Listed records START

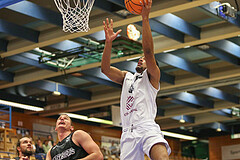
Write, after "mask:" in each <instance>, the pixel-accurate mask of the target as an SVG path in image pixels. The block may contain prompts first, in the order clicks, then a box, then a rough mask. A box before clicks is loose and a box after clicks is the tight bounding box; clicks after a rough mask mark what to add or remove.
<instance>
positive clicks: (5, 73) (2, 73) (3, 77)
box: [0, 70, 14, 82]
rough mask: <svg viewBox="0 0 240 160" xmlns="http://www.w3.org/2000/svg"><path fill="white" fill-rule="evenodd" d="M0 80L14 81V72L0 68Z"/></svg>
mask: <svg viewBox="0 0 240 160" xmlns="http://www.w3.org/2000/svg"><path fill="white" fill-rule="evenodd" d="M0 80H2V81H8V82H13V81H14V73H10V72H7V71H1V70H0Z"/></svg>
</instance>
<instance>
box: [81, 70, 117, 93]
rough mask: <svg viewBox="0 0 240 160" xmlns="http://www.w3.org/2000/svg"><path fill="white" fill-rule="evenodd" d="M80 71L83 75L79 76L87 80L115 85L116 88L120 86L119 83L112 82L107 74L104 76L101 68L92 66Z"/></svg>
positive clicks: (97, 82) (111, 84) (108, 85)
mask: <svg viewBox="0 0 240 160" xmlns="http://www.w3.org/2000/svg"><path fill="white" fill-rule="evenodd" d="M80 73H82V74H84V76H83V77H80V78H83V79H86V80H89V81H93V82H95V83H99V84H104V85H108V86H111V87H116V88H121V87H122V86H121V85H120V84H117V83H115V82H113V81H112V80H110V79H109V78H108V77H107V76H105V75H104V74H103V73H102V72H101V68H92V69H88V70H84V71H81V72H80Z"/></svg>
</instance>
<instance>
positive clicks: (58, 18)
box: [6, 1, 63, 26]
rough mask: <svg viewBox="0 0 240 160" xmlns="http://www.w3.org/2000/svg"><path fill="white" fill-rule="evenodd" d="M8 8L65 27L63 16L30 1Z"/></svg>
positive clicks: (49, 22)
mask: <svg viewBox="0 0 240 160" xmlns="http://www.w3.org/2000/svg"><path fill="white" fill-rule="evenodd" d="M6 8H7V9H10V10H13V11H15V12H19V13H22V14H25V15H27V16H30V17H34V18H37V19H40V20H43V21H46V22H49V23H51V24H54V25H57V26H62V25H63V22H62V21H63V20H62V15H61V14H60V13H57V12H54V11H52V10H50V9H47V8H44V7H41V6H39V5H36V4H34V3H32V2H29V1H22V2H19V3H16V4H13V5H11V6H8V7H6Z"/></svg>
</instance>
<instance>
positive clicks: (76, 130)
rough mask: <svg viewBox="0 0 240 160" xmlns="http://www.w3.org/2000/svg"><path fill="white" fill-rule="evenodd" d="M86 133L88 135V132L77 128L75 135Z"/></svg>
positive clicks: (78, 135)
mask: <svg viewBox="0 0 240 160" xmlns="http://www.w3.org/2000/svg"><path fill="white" fill-rule="evenodd" d="M85 135H88V133H87V132H85V131H83V130H76V131H75V132H74V133H73V136H85Z"/></svg>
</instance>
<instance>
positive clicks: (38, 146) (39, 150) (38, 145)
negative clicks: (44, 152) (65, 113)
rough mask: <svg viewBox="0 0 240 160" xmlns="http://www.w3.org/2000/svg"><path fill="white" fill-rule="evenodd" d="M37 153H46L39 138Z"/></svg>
mask: <svg viewBox="0 0 240 160" xmlns="http://www.w3.org/2000/svg"><path fill="white" fill-rule="evenodd" d="M35 153H44V150H43V144H42V141H41V139H38V140H37V144H36V151H35Z"/></svg>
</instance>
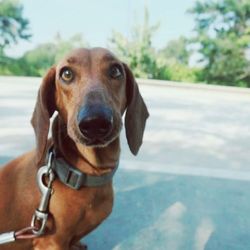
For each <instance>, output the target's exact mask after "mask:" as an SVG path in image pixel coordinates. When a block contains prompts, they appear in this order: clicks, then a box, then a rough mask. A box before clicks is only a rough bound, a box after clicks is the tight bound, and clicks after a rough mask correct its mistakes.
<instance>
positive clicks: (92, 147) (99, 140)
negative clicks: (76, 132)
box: [74, 135, 117, 148]
mask: <svg viewBox="0 0 250 250" xmlns="http://www.w3.org/2000/svg"><path fill="white" fill-rule="evenodd" d="M116 138H117V136H114V137H110V138H104V139H101V138H100V139H98V138H95V139H92V140H91V139H87V138H85V137H83V136H82V135H78V136H77V139H76V140H74V141H75V142H76V143H79V144H82V145H83V146H86V147H92V148H104V147H107V146H108V145H109V144H110V143H111V142H113V141H114V140H115V139H116Z"/></svg>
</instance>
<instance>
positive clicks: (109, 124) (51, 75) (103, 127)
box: [32, 48, 148, 162]
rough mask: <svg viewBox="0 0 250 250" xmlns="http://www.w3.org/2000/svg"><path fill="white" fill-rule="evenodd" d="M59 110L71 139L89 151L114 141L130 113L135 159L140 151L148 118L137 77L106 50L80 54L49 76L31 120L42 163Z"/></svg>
mask: <svg viewBox="0 0 250 250" xmlns="http://www.w3.org/2000/svg"><path fill="white" fill-rule="evenodd" d="M55 110H57V111H58V113H59V115H60V117H61V118H62V119H63V121H64V123H65V124H66V127H67V133H68V135H69V137H70V138H71V139H72V140H73V141H74V142H75V143H81V144H83V145H86V146H89V147H105V146H107V145H108V144H109V143H111V142H112V141H113V140H115V139H116V138H117V137H118V136H119V133H120V130H121V127H122V115H123V113H124V112H125V110H126V116H125V128H126V137H127V140H128V144H129V147H130V150H131V152H132V153H133V154H137V152H138V150H139V148H140V146H141V143H142V137H143V132H144V128H145V122H146V119H147V118H148V111H147V108H146V105H145V103H144V101H143V99H142V97H141V95H140V92H139V89H138V86H137V83H136V82H135V79H134V77H133V74H132V72H131V71H130V69H129V68H128V67H127V65H126V64H124V63H122V62H121V61H120V60H118V59H117V58H116V57H115V56H114V55H113V54H112V53H111V52H109V51H108V50H106V49H102V48H94V49H78V50H75V51H73V52H72V53H70V54H69V55H68V56H67V57H66V58H65V59H64V60H62V61H61V62H60V63H59V64H58V65H57V66H54V67H52V68H51V69H50V70H49V71H48V73H47V75H46V76H45V77H44V79H43V82H42V85H41V87H40V90H39V93H38V98H37V102H36V106H35V110H34V113H33V117H32V125H33V127H34V130H35V134H36V138H37V151H38V152H37V153H38V161H39V162H40V160H41V159H42V158H43V156H44V153H45V149H46V143H47V136H48V131H49V119H50V117H51V116H52V115H53V113H54V111H55Z"/></svg>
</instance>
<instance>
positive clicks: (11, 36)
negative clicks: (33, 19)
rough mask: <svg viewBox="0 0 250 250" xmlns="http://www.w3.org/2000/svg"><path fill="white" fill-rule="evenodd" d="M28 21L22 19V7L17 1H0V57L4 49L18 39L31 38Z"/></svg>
mask: <svg viewBox="0 0 250 250" xmlns="http://www.w3.org/2000/svg"><path fill="white" fill-rule="evenodd" d="M28 30H29V21H28V19H26V18H24V17H23V6H22V5H21V4H20V2H19V1H18V0H0V55H3V53H4V48H5V47H6V46H10V45H11V44H12V43H17V42H18V40H19V39H24V40H27V39H29V38H30V37H31V34H30V33H29V32H28Z"/></svg>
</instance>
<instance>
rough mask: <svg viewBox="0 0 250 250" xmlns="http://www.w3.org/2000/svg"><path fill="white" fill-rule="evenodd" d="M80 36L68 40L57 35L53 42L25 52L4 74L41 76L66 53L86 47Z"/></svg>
mask: <svg viewBox="0 0 250 250" xmlns="http://www.w3.org/2000/svg"><path fill="white" fill-rule="evenodd" d="M86 46H88V45H87V43H86V42H84V41H83V39H82V37H81V35H79V34H76V35H74V36H73V37H71V38H69V39H68V40H64V39H62V38H61V36H60V35H59V34H57V36H56V38H55V40H54V41H53V42H48V43H45V44H40V45H38V46H37V47H36V48H34V49H33V50H30V51H28V52H26V53H25V54H24V55H23V56H22V57H21V58H19V59H17V60H15V61H14V62H13V63H12V64H11V65H9V67H8V71H7V72H6V71H5V72H3V73H5V74H14V75H27V76H43V75H44V74H45V72H46V71H47V70H48V68H49V67H51V66H52V65H53V64H56V63H57V62H58V60H60V59H61V58H62V57H63V56H65V54H66V53H68V52H70V51H71V50H72V49H74V48H78V47H86Z"/></svg>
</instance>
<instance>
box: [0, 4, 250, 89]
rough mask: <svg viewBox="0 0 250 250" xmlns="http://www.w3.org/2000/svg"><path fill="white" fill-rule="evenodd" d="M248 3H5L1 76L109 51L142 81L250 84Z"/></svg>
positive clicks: (26, 71)
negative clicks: (163, 81)
mask: <svg viewBox="0 0 250 250" xmlns="http://www.w3.org/2000/svg"><path fill="white" fill-rule="evenodd" d="M249 13H250V2H249V0H239V1H236V0H218V1H211V0H204V1H195V0H185V1H184V0H175V1H160V0H157V1H153V0H148V1H144V0H137V1H132V0H126V1H115V0H108V1H98V0H93V1H84V0H74V1H73V2H72V1H67V0H63V1H61V0H54V1H44V0H36V1H32V0H22V1H18V0H1V1H0V66H1V67H0V74H2V75H22V76H42V75H43V74H44V72H45V71H46V70H47V69H48V67H49V66H51V65H52V64H54V63H55V62H57V60H58V59H59V58H60V57H62V56H63V55H65V53H66V52H68V51H69V50H71V49H72V48H75V47H79V46H84V47H88V46H91V47H93V46H102V47H108V48H110V49H111V50H112V51H114V52H115V53H116V54H118V55H119V56H120V57H121V58H122V59H123V60H124V61H126V62H127V63H128V64H129V65H130V67H131V68H132V69H133V71H134V73H135V75H136V77H141V78H151V79H161V80H173V81H181V82H202V83H213V84H220V85H232V86H240V87H249V86H250V66H249V60H250V50H249V46H250V45H249V41H250V25H249V15H250V14H249Z"/></svg>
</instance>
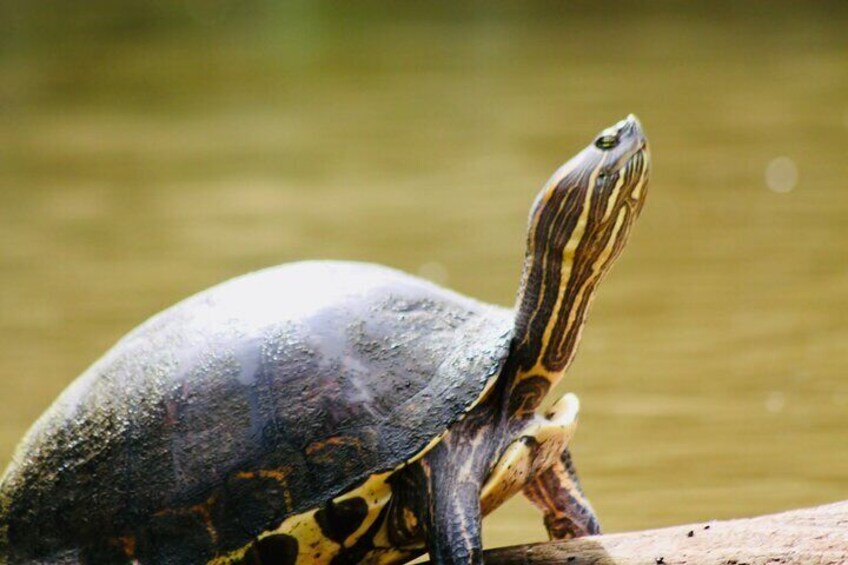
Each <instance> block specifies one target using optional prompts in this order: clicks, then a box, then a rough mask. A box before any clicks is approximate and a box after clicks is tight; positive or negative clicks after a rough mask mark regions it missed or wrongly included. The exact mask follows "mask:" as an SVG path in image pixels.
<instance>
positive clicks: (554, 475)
mask: <svg viewBox="0 0 848 565" xmlns="http://www.w3.org/2000/svg"><path fill="white" fill-rule="evenodd" d="M524 496H526V497H527V498H528V499H530V501H531V502H532V503H533V504H534V505H536V507H538V508H539V509H540V510H541V511H542V513H543V514H544V517H545V528H547V530H548V535H549V536H550V538H551V539H571V538H578V537H582V536H590V535H594V534H599V533H601V526H600V524H599V523H598V518H597V517H596V516H595V511H594V510H592V505H591V504H590V503H589V501H588V500H587V499H586V496H585V495H584V494H583V489H582V488H581V487H580V480H579V479H578V478H577V471H576V470H575V469H574V464H573V463H572V461H571V453H570V452H569V450H568V449H565V450H563V452H562V456H561V458H560V461H558V462H557V463H555V464H554V465H553V466H551V467H549V468H547V469H546V470H544V471H542V472H541V473H539V474H538V475H537V476H536V478H535V479H533V480H532V481H530V482H529V483H528V484H527V486H525V487H524Z"/></svg>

Listed records END

State how many lines of the records contain the string "accurate". Reply with the number alone.

Task output:
1